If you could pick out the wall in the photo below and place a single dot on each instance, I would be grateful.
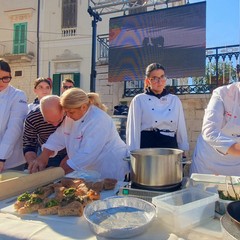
(193, 105)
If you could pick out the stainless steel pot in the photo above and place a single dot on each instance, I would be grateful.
(156, 167)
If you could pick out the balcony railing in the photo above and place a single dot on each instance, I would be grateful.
(214, 57)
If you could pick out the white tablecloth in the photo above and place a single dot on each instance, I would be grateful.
(35, 227)
(13, 227)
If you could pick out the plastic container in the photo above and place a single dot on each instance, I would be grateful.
(185, 209)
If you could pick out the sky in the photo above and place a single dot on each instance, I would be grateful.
(222, 22)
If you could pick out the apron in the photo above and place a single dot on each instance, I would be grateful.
(155, 139)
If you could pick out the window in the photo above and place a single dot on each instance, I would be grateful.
(69, 13)
(20, 38)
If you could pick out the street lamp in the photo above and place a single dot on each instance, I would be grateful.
(238, 72)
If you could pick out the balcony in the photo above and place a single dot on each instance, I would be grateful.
(221, 69)
(6, 52)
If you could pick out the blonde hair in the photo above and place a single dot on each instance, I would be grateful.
(95, 100)
(75, 97)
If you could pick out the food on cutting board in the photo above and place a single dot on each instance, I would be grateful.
(65, 198)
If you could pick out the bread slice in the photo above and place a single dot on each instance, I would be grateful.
(50, 207)
(32, 205)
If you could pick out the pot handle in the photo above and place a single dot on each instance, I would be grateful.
(128, 159)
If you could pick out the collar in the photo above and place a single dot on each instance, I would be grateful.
(150, 92)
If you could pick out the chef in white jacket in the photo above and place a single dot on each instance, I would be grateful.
(156, 117)
(218, 146)
(90, 137)
(13, 110)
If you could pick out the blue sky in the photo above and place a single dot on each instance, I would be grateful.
(223, 22)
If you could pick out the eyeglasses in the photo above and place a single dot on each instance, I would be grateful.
(67, 87)
(158, 79)
(6, 79)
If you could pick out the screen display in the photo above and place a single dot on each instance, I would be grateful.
(174, 37)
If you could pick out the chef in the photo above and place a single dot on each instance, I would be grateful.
(13, 110)
(218, 146)
(156, 118)
(90, 137)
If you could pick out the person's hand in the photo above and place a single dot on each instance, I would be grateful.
(65, 166)
(1, 166)
(37, 165)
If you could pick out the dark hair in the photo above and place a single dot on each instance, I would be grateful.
(4, 66)
(151, 67)
(41, 79)
(69, 80)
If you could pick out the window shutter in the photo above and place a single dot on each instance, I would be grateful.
(76, 78)
(56, 84)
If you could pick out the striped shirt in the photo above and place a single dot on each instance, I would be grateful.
(36, 132)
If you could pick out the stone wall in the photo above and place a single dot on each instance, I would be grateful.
(193, 104)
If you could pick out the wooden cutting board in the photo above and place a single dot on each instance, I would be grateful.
(19, 184)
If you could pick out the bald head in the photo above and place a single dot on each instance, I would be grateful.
(51, 109)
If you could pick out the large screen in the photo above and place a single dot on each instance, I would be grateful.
(174, 37)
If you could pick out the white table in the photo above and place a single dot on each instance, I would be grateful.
(12, 227)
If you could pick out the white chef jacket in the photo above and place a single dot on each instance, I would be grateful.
(92, 143)
(147, 111)
(13, 110)
(220, 130)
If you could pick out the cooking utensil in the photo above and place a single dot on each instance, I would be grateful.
(233, 211)
(119, 217)
(156, 167)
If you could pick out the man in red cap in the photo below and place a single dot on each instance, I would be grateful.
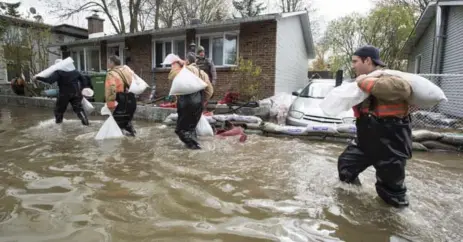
(383, 130)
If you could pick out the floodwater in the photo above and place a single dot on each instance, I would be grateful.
(58, 184)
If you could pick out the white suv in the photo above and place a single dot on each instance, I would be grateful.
(305, 109)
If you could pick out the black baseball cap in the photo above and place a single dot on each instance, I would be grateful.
(372, 52)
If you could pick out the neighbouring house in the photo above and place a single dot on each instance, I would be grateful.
(435, 48)
(280, 44)
(27, 42)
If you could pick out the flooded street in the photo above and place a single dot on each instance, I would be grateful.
(58, 184)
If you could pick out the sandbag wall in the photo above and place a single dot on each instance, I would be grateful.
(423, 140)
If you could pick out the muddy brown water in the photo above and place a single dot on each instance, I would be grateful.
(58, 184)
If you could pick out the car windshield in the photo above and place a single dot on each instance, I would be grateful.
(317, 90)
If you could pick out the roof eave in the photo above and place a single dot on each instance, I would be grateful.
(423, 22)
(224, 24)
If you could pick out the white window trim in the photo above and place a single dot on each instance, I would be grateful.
(85, 49)
(218, 34)
(171, 39)
(121, 51)
(418, 68)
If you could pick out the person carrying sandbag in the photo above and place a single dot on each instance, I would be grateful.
(193, 67)
(119, 100)
(70, 84)
(383, 130)
(189, 107)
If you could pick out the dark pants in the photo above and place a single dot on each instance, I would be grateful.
(76, 102)
(125, 110)
(385, 144)
(189, 110)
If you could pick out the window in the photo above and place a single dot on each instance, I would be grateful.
(221, 48)
(418, 64)
(162, 48)
(93, 60)
(117, 50)
(86, 59)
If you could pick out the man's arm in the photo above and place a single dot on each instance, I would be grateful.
(213, 72)
(110, 91)
(54, 77)
(386, 88)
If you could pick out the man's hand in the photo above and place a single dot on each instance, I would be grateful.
(360, 78)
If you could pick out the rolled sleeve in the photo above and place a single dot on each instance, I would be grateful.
(110, 92)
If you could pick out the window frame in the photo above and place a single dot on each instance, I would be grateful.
(220, 34)
(85, 49)
(121, 46)
(164, 40)
(418, 59)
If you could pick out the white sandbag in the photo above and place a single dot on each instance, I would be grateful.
(172, 117)
(342, 98)
(106, 111)
(277, 104)
(65, 65)
(87, 106)
(138, 85)
(321, 128)
(246, 119)
(291, 130)
(87, 92)
(270, 127)
(425, 93)
(346, 128)
(186, 82)
(203, 128)
(109, 130)
(223, 118)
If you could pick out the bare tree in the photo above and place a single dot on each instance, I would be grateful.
(205, 10)
(418, 5)
(67, 9)
(168, 12)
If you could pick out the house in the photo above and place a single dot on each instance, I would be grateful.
(280, 44)
(435, 48)
(33, 38)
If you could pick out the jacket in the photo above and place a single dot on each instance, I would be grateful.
(118, 80)
(388, 96)
(69, 82)
(207, 66)
(208, 91)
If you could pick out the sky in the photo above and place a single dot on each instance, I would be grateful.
(327, 10)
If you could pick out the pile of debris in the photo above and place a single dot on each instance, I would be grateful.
(425, 140)
(433, 120)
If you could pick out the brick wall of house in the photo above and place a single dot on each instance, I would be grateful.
(140, 49)
(257, 43)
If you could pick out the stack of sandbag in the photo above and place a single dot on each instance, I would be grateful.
(278, 106)
(312, 129)
(64, 65)
(172, 119)
(425, 93)
(425, 140)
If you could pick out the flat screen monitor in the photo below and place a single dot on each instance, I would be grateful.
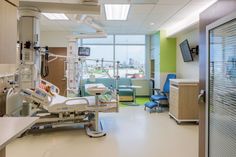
(186, 51)
(84, 51)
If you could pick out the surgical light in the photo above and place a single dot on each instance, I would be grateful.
(56, 16)
(117, 11)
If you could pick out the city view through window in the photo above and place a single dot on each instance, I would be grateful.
(129, 50)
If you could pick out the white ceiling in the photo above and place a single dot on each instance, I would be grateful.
(162, 13)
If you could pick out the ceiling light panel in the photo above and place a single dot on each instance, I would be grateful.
(56, 16)
(117, 11)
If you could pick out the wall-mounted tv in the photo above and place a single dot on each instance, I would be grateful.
(84, 51)
(186, 51)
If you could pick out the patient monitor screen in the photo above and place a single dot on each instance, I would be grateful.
(84, 51)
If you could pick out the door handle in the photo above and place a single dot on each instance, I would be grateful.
(202, 97)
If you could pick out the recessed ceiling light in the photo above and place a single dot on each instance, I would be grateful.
(188, 21)
(152, 23)
(117, 11)
(56, 16)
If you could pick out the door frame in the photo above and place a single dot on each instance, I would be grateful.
(209, 27)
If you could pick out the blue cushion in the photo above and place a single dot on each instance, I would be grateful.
(151, 104)
(158, 97)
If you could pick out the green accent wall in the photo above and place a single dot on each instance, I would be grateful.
(167, 53)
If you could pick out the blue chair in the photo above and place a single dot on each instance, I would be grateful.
(161, 96)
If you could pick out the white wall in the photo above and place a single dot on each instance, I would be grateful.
(7, 69)
(187, 70)
(54, 39)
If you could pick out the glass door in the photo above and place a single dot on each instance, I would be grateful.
(221, 93)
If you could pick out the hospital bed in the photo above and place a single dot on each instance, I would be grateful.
(55, 110)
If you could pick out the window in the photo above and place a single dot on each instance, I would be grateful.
(99, 52)
(128, 49)
(132, 60)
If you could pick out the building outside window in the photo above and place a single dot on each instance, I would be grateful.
(129, 50)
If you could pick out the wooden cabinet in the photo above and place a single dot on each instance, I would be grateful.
(8, 32)
(14, 2)
(184, 100)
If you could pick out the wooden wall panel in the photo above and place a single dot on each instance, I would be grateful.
(220, 9)
(56, 70)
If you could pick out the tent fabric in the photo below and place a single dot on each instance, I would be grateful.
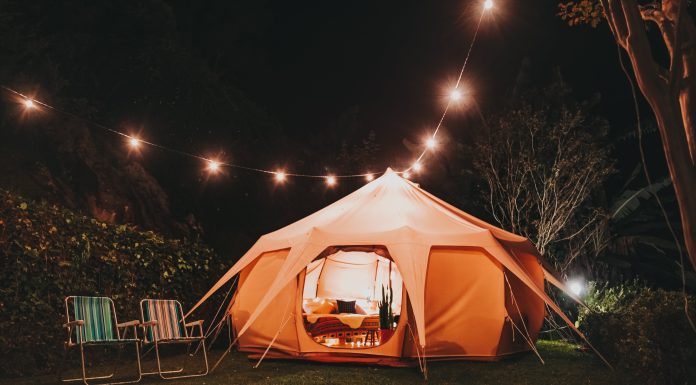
(413, 227)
━━━━━━━━
- [Given task] Transcribe exactly the portion of the material above that runs from the line containing "If you could pick out the building" through its last line, omitting all pictures.

- [Written reply]
If you could pick out the building outside window in the photo above and place a single dot on each instance, I would be grateful.
(129, 50)
If you could pick out the wooden cabinet in the photo above and place a single dot on each instance, I would be grateful.
(8, 32)
(14, 2)
(184, 100)
If you could pick out the wooden wall panel in the photo above and place a single dot on each instance, I would be grateful.
(220, 9)
(56, 70)
If you could pick out the tent fabric in the photo below and place a single dot on each instance, I would be grateful.
(413, 227)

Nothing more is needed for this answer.